**DIRECTION:** List each line of the material below that contains the string "black", treating uppercase and lowercase letters as different.

(Rows from a box labeling dataset)
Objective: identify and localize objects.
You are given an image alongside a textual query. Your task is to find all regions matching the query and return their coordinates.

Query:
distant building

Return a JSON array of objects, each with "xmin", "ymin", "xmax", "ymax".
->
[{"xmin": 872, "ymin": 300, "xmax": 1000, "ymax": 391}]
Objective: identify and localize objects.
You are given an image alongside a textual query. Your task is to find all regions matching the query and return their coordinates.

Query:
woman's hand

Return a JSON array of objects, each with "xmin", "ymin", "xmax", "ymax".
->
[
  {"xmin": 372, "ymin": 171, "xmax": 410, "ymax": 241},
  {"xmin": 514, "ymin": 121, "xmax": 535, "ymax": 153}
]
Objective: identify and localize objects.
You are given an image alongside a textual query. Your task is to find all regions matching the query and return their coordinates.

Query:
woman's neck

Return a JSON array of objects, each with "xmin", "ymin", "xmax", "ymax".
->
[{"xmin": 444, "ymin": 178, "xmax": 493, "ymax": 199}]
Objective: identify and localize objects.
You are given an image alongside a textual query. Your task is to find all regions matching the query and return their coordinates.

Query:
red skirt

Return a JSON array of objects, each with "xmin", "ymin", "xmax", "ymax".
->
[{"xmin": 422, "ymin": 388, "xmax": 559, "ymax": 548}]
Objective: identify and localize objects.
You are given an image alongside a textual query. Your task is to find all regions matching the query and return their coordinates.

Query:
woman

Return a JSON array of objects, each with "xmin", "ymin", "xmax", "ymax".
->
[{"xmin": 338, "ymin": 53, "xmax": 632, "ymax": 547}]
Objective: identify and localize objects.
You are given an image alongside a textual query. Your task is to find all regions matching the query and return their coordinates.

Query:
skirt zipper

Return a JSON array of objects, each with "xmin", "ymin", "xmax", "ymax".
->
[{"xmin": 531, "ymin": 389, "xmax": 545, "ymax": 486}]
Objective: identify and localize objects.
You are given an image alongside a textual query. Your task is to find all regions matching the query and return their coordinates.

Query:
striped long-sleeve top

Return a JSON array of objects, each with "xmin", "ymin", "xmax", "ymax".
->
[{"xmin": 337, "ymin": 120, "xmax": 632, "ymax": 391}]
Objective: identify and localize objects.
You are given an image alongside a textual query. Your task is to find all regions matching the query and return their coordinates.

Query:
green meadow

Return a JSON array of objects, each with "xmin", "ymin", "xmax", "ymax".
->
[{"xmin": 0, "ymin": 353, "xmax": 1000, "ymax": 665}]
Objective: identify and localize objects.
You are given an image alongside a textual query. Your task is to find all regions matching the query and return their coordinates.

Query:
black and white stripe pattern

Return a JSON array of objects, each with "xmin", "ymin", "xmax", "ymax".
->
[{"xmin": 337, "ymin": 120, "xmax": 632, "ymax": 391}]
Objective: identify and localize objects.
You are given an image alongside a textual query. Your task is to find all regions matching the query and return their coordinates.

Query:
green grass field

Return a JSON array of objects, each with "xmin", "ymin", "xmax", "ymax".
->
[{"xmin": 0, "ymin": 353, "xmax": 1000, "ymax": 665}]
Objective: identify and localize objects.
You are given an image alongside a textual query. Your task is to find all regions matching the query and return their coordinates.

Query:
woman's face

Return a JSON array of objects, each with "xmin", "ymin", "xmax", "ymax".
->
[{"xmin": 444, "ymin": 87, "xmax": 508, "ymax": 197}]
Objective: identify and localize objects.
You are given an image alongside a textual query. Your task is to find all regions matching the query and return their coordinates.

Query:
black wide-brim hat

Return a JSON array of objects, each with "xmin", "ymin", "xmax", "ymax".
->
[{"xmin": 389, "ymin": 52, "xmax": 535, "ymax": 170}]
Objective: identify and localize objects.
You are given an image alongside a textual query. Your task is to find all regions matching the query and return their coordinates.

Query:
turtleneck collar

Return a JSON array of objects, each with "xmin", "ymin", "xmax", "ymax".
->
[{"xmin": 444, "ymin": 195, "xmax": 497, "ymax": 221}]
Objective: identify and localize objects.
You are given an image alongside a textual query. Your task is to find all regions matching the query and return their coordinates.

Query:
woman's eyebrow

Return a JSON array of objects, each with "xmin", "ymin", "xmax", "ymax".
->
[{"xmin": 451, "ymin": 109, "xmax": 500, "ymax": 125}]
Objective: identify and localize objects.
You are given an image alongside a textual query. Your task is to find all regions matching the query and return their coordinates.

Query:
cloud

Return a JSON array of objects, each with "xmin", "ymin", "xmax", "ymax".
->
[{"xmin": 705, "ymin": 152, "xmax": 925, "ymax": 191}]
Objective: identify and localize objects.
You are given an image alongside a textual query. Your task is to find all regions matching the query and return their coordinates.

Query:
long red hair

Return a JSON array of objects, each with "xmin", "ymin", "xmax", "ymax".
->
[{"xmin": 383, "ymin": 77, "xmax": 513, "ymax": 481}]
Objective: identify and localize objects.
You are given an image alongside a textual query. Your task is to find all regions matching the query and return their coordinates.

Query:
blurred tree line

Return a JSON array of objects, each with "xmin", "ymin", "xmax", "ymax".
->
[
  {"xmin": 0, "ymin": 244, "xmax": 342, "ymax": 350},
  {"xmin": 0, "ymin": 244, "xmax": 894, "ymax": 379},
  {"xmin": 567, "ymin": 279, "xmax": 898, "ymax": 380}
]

**FINISHED EXERCISE:**
black and white stripe pattern
black wide-brim hat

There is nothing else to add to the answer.